**WHAT NEEDS TO BE DONE:** Every line from the top of the records below through the one containing "negative clicks: (135, 458)" must be copied exactly, and the pictures must not be.

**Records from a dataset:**
_ _ _

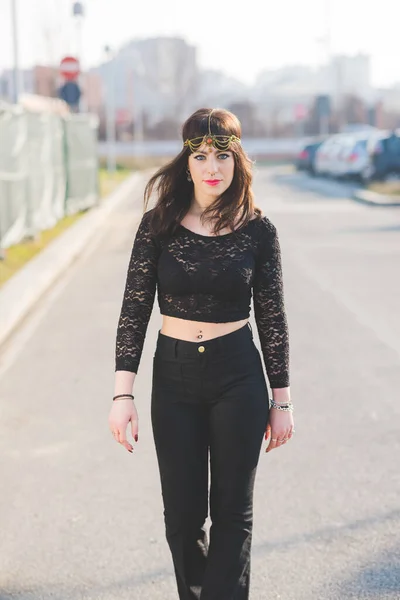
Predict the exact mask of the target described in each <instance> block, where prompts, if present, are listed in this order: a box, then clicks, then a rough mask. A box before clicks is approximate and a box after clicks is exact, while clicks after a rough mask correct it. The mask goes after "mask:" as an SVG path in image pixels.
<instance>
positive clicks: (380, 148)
mask: <svg viewBox="0 0 400 600" xmlns="http://www.w3.org/2000/svg"><path fill="white" fill-rule="evenodd" d="M368 151H369V164H368V166H367V168H366V171H365V174H364V177H363V179H364V180H365V181H368V180H371V179H378V180H385V179H388V178H389V177H393V176H394V177H400V136H399V135H397V134H396V133H394V132H393V133H391V134H389V135H386V136H383V137H380V138H379V139H373V140H371V142H370V143H369V146H368Z"/></svg>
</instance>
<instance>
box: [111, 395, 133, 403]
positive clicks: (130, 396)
mask: <svg viewBox="0 0 400 600" xmlns="http://www.w3.org/2000/svg"><path fill="white" fill-rule="evenodd" d="M117 398H131V399H132V400H134V398H135V396H132V394H118V396H114V398H113V402H114V400H117Z"/></svg>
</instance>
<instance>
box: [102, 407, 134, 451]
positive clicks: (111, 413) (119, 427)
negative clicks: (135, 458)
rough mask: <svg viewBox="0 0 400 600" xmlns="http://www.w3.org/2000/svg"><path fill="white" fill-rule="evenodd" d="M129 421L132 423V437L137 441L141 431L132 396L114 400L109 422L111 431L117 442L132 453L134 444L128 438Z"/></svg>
mask: <svg viewBox="0 0 400 600" xmlns="http://www.w3.org/2000/svg"><path fill="white" fill-rule="evenodd" d="M129 422H130V423H131V432H132V437H133V439H134V440H135V442H137V441H138V432H139V417H138V414H137V410H136V406H135V404H134V402H133V401H132V400H131V399H130V398H123V399H121V400H114V402H113V404H112V407H111V411H110V416H109V417H108V424H109V426H110V430H111V433H112V434H113V436H114V439H115V441H116V442H118V443H119V444H121V446H124V448H126V449H127V450H128V452H131V453H132V452H133V446H132V445H131V444H130V443H129V442H128V440H127V438H126V428H127V426H128V423H129Z"/></svg>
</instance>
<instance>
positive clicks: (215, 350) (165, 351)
mask: <svg viewBox="0 0 400 600" xmlns="http://www.w3.org/2000/svg"><path fill="white" fill-rule="evenodd" d="M249 342H251V343H253V333H252V328H251V325H250V323H246V324H245V325H243V327H240V328H239V329H236V330H235V331H232V332H231V333H227V334H225V335H221V336H218V337H216V338H212V339H211V340H205V341H198V342H188V341H187V340H180V339H178V338H173V337H170V336H168V335H165V334H164V333H161V331H159V332H158V338H157V351H160V352H161V353H162V354H163V355H165V354H167V355H169V356H171V357H175V358H179V357H183V356H185V357H188V356H200V355H203V356H206V355H213V354H220V353H226V352H227V351H229V350H230V351H232V350H233V349H234V348H235V347H237V346H238V345H240V346H242V345H246V344H248V343H249Z"/></svg>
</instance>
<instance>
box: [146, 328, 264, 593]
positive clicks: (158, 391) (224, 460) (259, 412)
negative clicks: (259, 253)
mask: <svg viewBox="0 0 400 600" xmlns="http://www.w3.org/2000/svg"><path fill="white" fill-rule="evenodd" d="M268 411H269V404H268V389H267V385H266V380H265V377H264V372H263V368H262V363H261V358H260V353H259V351H258V349H257V347H256V346H255V344H254V341H253V335H252V332H251V327H250V325H249V324H246V325H244V326H243V327H241V328H240V329H237V330H236V331H234V332H232V333H229V334H226V335H223V336H220V337H217V338H213V339H211V340H207V341H204V342H201V341H199V342H188V341H184V340H179V339H175V338H172V337H170V336H166V335H164V334H162V333H161V332H159V333H158V339H157V346H156V352H155V356H154V363H153V387H152V399H151V418H152V425H153V434H154V441H155V446H156V452H157V458H158V464H159V470H160V476H161V488H162V495H163V502H164V520H165V527H166V537H167V540H168V544H169V547H170V550H171V553H172V559H173V564H174V569H175V576H176V581H177V586H178V592H179V598H180V600H193V599H197V600H199V599H200V600H247V599H248V598H249V584H250V550H251V535H252V523H253V488H254V479H255V474H256V468H257V463H258V459H259V456H260V449H261V443H262V441H263V434H264V432H265V429H266V425H267V421H268ZM209 462H210V518H211V522H212V525H211V528H210V543H209V545H208V540H207V536H206V532H205V529H204V523H205V520H206V518H207V515H208V483H209V480H208V463H209Z"/></svg>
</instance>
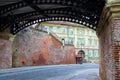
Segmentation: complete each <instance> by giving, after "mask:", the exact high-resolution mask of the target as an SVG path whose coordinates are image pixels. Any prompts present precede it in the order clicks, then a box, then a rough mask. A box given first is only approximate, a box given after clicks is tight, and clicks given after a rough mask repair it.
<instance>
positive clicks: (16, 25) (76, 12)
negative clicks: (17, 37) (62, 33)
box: [0, 0, 105, 34]
mask: <svg viewBox="0 0 120 80" xmlns="http://www.w3.org/2000/svg"><path fill="white" fill-rule="evenodd" d="M95 5H96V6H95ZM104 5H105V1H104V0H84V1H83V0H74V1H73V0H32V1H30V0H17V1H16V0H9V1H8V0H1V1H0V26H1V27H0V31H5V29H8V28H9V29H10V30H9V31H10V33H12V34H16V33H18V32H19V31H20V30H22V29H24V28H26V27H28V26H29V25H32V24H35V23H40V22H45V21H69V22H74V23H78V24H82V25H85V26H87V27H89V28H91V29H94V30H96V26H97V24H98V21H99V18H100V14H101V12H102V9H103V7H104Z"/></svg>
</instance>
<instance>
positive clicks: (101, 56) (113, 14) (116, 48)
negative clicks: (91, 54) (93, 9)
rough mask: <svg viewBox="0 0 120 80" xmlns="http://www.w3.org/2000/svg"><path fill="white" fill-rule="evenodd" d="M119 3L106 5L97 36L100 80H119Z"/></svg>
mask: <svg viewBox="0 0 120 80" xmlns="http://www.w3.org/2000/svg"><path fill="white" fill-rule="evenodd" d="M119 10H120V3H111V4H106V6H105V7H104V10H103V13H102V15H101V19H100V21H99V25H98V27H97V35H98V38H99V44H100V46H99V48H100V50H99V53H100V80H120V12H119Z"/></svg>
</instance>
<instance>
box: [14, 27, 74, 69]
mask: <svg viewBox="0 0 120 80" xmlns="http://www.w3.org/2000/svg"><path fill="white" fill-rule="evenodd" d="M61 46H62V44H61V43H60V42H59V41H58V40H57V39H56V38H55V37H53V36H51V35H48V34H47V33H45V32H36V31H33V30H30V29H27V31H26V32H25V31H22V32H20V33H19V34H17V36H16V37H15V40H14V45H13V52H14V54H13V66H14V67H18V66H29V65H47V64H63V63H75V55H74V54H75V49H74V47H73V46H66V47H65V48H64V49H63V48H61Z"/></svg>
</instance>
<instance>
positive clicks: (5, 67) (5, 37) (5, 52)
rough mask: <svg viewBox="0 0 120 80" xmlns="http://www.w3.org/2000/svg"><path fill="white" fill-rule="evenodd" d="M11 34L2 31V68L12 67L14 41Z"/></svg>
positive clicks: (0, 67) (1, 39)
mask: <svg viewBox="0 0 120 80" xmlns="http://www.w3.org/2000/svg"><path fill="white" fill-rule="evenodd" d="M10 37H11V35H10V34H6V33H0V69H4V68H11V67H12V41H11V40H10Z"/></svg>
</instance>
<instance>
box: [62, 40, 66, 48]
mask: <svg viewBox="0 0 120 80" xmlns="http://www.w3.org/2000/svg"><path fill="white" fill-rule="evenodd" d="M62 44H63V48H64V46H65V39H64V38H62Z"/></svg>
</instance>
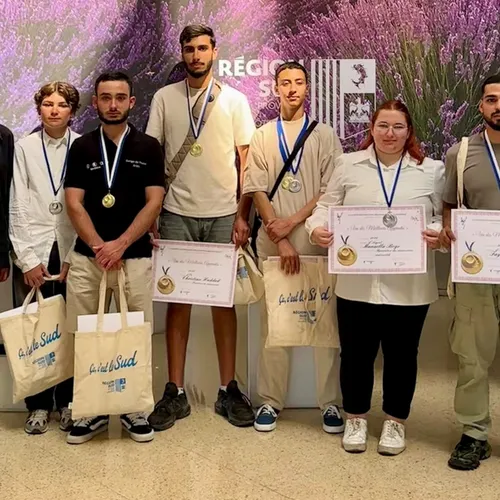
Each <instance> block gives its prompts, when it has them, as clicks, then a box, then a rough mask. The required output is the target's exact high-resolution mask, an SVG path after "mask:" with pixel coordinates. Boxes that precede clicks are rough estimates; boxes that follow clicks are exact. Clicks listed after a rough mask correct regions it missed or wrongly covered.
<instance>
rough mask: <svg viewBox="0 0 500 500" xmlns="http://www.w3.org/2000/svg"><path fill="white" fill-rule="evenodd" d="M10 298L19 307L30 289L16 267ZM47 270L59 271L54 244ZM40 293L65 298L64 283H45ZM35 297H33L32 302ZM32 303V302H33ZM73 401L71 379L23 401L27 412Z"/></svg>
mask: <svg viewBox="0 0 500 500" xmlns="http://www.w3.org/2000/svg"><path fill="white" fill-rule="evenodd" d="M12 267H13V270H12V297H13V301H14V307H21V306H22V305H23V302H24V300H25V299H26V296H27V295H28V294H29V292H30V290H31V288H30V287H29V286H28V285H26V284H25V283H24V275H23V273H22V271H21V270H20V269H19V268H18V267H17V266H12ZM47 270H48V271H49V273H50V274H59V273H60V271H61V259H60V257H59V249H58V247H57V243H54V245H53V246H52V250H51V252H50V257H49V265H48V268H47ZM40 291H41V292H42V295H43V296H44V297H45V298H48V297H54V296H55V295H62V296H63V297H64V298H66V283H59V282H58V281H47V282H46V283H45V284H44V285H42V286H41V287H40ZM35 300H36V296H35V297H33V301H35ZM33 301H32V302H33ZM72 399H73V379H72V378H70V379H68V380H65V381H64V382H62V383H61V384H58V385H57V386H55V387H51V388H50V389H47V390H45V391H43V392H41V393H40V394H36V395H34V396H30V397H28V398H26V399H25V400H24V402H25V403H26V408H27V409H28V411H33V410H47V411H52V410H53V409H54V402H55V405H56V406H55V407H56V409H58V410H60V409H61V408H64V407H67V406H68V404H69V403H70V402H71V400H72Z"/></svg>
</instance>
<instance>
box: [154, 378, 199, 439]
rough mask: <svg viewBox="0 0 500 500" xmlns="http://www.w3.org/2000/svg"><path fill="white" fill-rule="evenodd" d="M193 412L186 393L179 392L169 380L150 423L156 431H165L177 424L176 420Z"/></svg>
mask: <svg viewBox="0 0 500 500" xmlns="http://www.w3.org/2000/svg"><path fill="white" fill-rule="evenodd" d="M190 414H191V406H189V403H188V400H187V397H186V394H185V393H184V392H183V393H182V394H179V391H178V390H177V386H176V385H175V384H174V383H173V382H169V383H168V384H167V385H166V386H165V392H164V393H163V397H162V398H161V399H160V401H158V403H156V405H155V409H154V410H153V413H151V415H149V423H150V424H151V427H152V428H153V429H154V430H155V431H165V430H167V429H170V427H172V426H173V425H174V424H175V421H176V420H178V419H181V418H185V417H187V416H188V415H190Z"/></svg>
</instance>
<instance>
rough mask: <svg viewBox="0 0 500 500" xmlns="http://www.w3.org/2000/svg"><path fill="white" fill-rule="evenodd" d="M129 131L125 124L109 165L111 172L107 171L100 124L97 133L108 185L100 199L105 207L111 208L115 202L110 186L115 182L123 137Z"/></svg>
mask: <svg viewBox="0 0 500 500" xmlns="http://www.w3.org/2000/svg"><path fill="white" fill-rule="evenodd" d="M129 132H130V127H129V126H128V125H127V128H126V129H125V131H124V132H123V134H122V136H121V137H120V140H119V141H118V146H117V148H116V154H115V159H114V160H113V166H112V167H111V172H110V171H109V160H108V152H107V151H106V141H105V140H104V130H103V128H102V126H101V127H100V130H99V133H100V134H101V140H100V141H99V146H100V148H101V157H102V161H103V163H104V178H105V179H106V185H107V186H108V194H107V195H105V196H104V198H103V199H102V204H103V206H104V207H105V208H111V207H112V206H113V205H114V204H115V202H116V198H115V197H114V196H113V195H112V194H111V188H112V187H113V184H114V183H115V179H116V172H117V171H118V164H119V163H120V158H121V156H122V152H123V146H124V144H125V139H126V138H127V135H128V134H129Z"/></svg>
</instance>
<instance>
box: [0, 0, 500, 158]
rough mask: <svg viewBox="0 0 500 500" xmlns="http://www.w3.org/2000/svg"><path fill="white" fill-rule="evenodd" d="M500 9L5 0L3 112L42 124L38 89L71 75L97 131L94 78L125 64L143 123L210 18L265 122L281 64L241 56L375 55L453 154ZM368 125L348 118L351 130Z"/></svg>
mask: <svg viewBox="0 0 500 500" xmlns="http://www.w3.org/2000/svg"><path fill="white" fill-rule="evenodd" d="M499 10H500V0H449V1H448V2H442V1H439V0H333V1H331V2H322V1H320V0H312V1H311V2H308V3H307V4H306V3H305V2H302V1H300V0H290V1H289V2H285V1H284V0H200V1H197V0H183V1H181V2H173V1H168V2H167V1H165V0H71V1H70V0H61V1H60V2H58V3H57V9H55V7H54V3H53V2H51V1H49V0H26V1H24V2H19V1H18V0H3V2H1V3H0V34H1V36H2V40H3V41H4V43H3V44H2V47H1V48H0V68H1V72H0V81H1V85H0V99H1V101H0V102H2V105H1V107H0V122H2V123H5V124H6V125H7V126H9V127H10V128H11V129H12V130H13V131H14V132H15V134H16V136H17V137H19V136H21V135H24V134H26V133H28V132H29V131H31V130H32V129H33V128H34V127H35V126H37V124H38V117H37V116H36V111H35V109H34V105H33V100H32V99H33V94H34V93H35V91H36V90H37V89H38V87H39V86H40V85H41V84H43V83H45V82H48V81H51V80H55V79H60V80H67V81H69V82H71V83H73V84H74V85H76V86H77V87H78V89H79V90H80V91H81V94H82V109H81V110H80V112H79V113H78V115H77V117H76V119H75V123H74V125H73V126H74V127H75V129H76V130H78V131H82V130H89V129H91V128H92V127H94V126H95V124H96V115H95V113H94V111H93V109H92V108H91V107H90V98H91V95H92V90H93V89H92V86H93V82H94V80H95V78H96V77H97V75H98V74H99V73H101V72H102V71H105V70H123V71H126V72H127V73H128V74H129V75H130V76H132V78H133V81H134V84H135V94H136V96H137V106H136V109H135V110H134V111H133V112H132V115H131V119H132V121H133V122H134V123H135V124H136V125H137V126H139V127H140V128H143V127H144V126H145V123H146V120H147V116H148V111H149V105H150V101H151V98H152V96H153V94H154V92H155V91H156V90H158V89H159V88H160V87H162V86H163V85H165V84H166V83H167V82H172V81H177V80H179V79H181V78H183V76H184V73H183V68H182V65H179V64H178V63H179V61H180V48H179V43H178V37H179V34H180V32H181V30H182V28H183V27H184V26H185V25H187V24H193V23H199V22H201V23H205V24H208V25H210V26H212V27H213V29H214V31H215V33H216V37H217V41H218V47H219V58H220V59H221V60H223V61H226V62H228V64H229V65H230V66H231V68H233V71H232V73H231V71H229V72H227V73H226V74H224V75H221V79H222V80H223V81H225V82H227V83H229V84H231V85H233V86H235V87H236V88H238V89H239V90H241V91H243V92H244V93H245V94H246V95H247V97H248V100H249V102H250V104H251V106H252V109H253V112H254V116H255V118H256V121H257V124H258V125H261V124H262V123H264V122H265V121H267V120H269V119H270V118H274V117H275V116H276V115H277V113H278V106H277V100H276V98H275V97H274V96H273V95H272V92H271V90H272V86H273V85H272V79H273V70H272V69H271V71H269V70H268V68H265V67H264V66H262V67H261V68H260V70H259V71H260V72H258V71H257V72H256V70H255V67H250V69H248V68H247V67H246V69H245V71H243V72H242V73H238V72H237V71H234V68H235V64H234V62H235V61H236V60H238V59H239V60H241V59H244V60H245V63H248V61H252V60H258V61H259V62H260V63H264V61H267V62H270V61H275V60H287V59H292V58H293V59H298V60H302V61H304V63H305V64H306V67H310V61H311V60H313V59H375V60H376V65H377V89H376V100H377V102H381V101H382V100H384V99H387V98H394V97H397V98H400V99H402V100H403V101H404V102H405V103H406V104H407V105H408V106H409V108H410V110H411V113H412V116H413V118H414V121H415V126H416V129H417V133H418V136H419V138H420V139H421V140H422V142H423V144H424V147H425V149H426V152H427V153H429V154H432V156H435V157H442V156H443V154H444V152H445V151H446V149H448V147H449V146H450V145H451V144H453V143H454V142H456V141H457V139H459V138H460V137H461V136H462V135H466V134H469V133H470V132H471V131H473V130H474V129H476V128H477V127H478V126H480V123H481V120H480V116H479V114H478V112H477V102H478V99H479V93H480V85H481V82H482V80H483V79H484V77H485V76H487V75H489V74H492V73H495V72H497V71H499V69H500V63H499V60H500V35H499V31H500V16H499V14H498V12H499ZM216 67H218V63H216ZM263 84H264V86H263ZM323 98H324V96H323V94H322V95H317V96H316V101H317V100H321V99H323ZM365 129H366V124H364V123H346V129H345V135H346V137H349V136H352V135H354V134H356V133H358V132H361V131H363V130H365ZM362 138H363V134H359V135H356V136H354V137H353V138H352V139H351V140H347V141H345V143H344V146H345V148H346V149H350V148H352V147H355V146H356V145H357V144H359V142H360V140H361V139H362Z"/></svg>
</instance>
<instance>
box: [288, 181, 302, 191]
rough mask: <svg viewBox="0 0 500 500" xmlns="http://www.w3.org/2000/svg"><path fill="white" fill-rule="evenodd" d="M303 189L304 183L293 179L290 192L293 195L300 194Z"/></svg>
mask: <svg viewBox="0 0 500 500" xmlns="http://www.w3.org/2000/svg"><path fill="white" fill-rule="evenodd" d="M301 189H302V183H301V182H300V181H299V180H298V179H293V181H291V182H290V186H289V187H288V191H290V192H291V193H298V192H299V191H300V190H301Z"/></svg>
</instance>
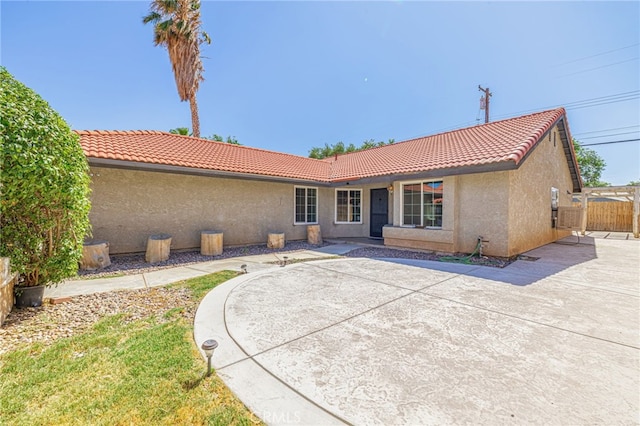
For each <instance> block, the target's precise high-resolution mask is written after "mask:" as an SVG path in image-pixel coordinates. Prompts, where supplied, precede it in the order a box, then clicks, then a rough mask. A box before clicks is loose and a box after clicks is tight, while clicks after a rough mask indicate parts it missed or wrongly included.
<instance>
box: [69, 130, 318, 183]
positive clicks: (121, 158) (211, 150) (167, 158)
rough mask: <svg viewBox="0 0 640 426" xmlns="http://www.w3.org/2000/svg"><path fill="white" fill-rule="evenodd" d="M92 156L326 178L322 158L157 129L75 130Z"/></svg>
mask: <svg viewBox="0 0 640 426" xmlns="http://www.w3.org/2000/svg"><path fill="white" fill-rule="evenodd" d="M77 133H78V134H79V135H80V144H81V145H82V148H83V150H84V152H85V154H86V156H87V157H88V158H89V160H91V159H103V160H123V161H132V162H137V163H146V164H159V165H165V166H178V167H187V168H192V169H201V170H214V171H221V172H231V173H242V174H254V175H262V176H272V177H283V178H292V179H304V180H312V181H318V182H326V181H328V179H329V168H330V165H329V164H328V163H326V162H325V161H321V160H314V159H311V158H305V157H299V156H296V155H290V154H282V153H279V152H273V151H265V150H262V149H257V148H250V147H246V146H239V145H233V144H229V143H225V142H217V141H210V140H207V139H198V138H192V137H189V136H182V135H174V134H172V133H167V132H159V131H146V130H134V131H100V130H94V131H86V130H82V131H77Z"/></svg>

_ _ _

**OUTPUT OF THE EXERCISE:**
Predict the exact mask of the target described in each <instance> block, where prompts, if present, are listed in this order: a box, then clicks, then a rough mask. A box before clicks is approximate and a box after clicks is exact, while clicks after a rough mask correct it. The mask goes after "mask:" as an SVG path in image pixels.
<instance>
positive clicks: (380, 148)
mask: <svg viewBox="0 0 400 600" xmlns="http://www.w3.org/2000/svg"><path fill="white" fill-rule="evenodd" d="M368 151H369V164H368V166H367V168H366V171H365V174H364V177H363V179H364V180H365V181H368V180H371V179H378V180H385V179H388V178H389V177H393V176H394V177H400V136H399V135H397V134H396V133H394V132H393V133H391V134H389V135H386V136H383V137H380V138H379V139H373V140H371V142H370V143H369V146H368Z"/></svg>
</instance>
<instance>
box: [111, 395, 133, 403]
positive clicks: (130, 396)
mask: <svg viewBox="0 0 400 600" xmlns="http://www.w3.org/2000/svg"><path fill="white" fill-rule="evenodd" d="M117 398H131V399H132V400H134V398H135V396H132V394H118V396H114V398H113V402H114V400H117Z"/></svg>
</instance>
<instance>
box: [102, 407, 134, 451]
positive clicks: (111, 413) (119, 427)
negative clicks: (135, 458)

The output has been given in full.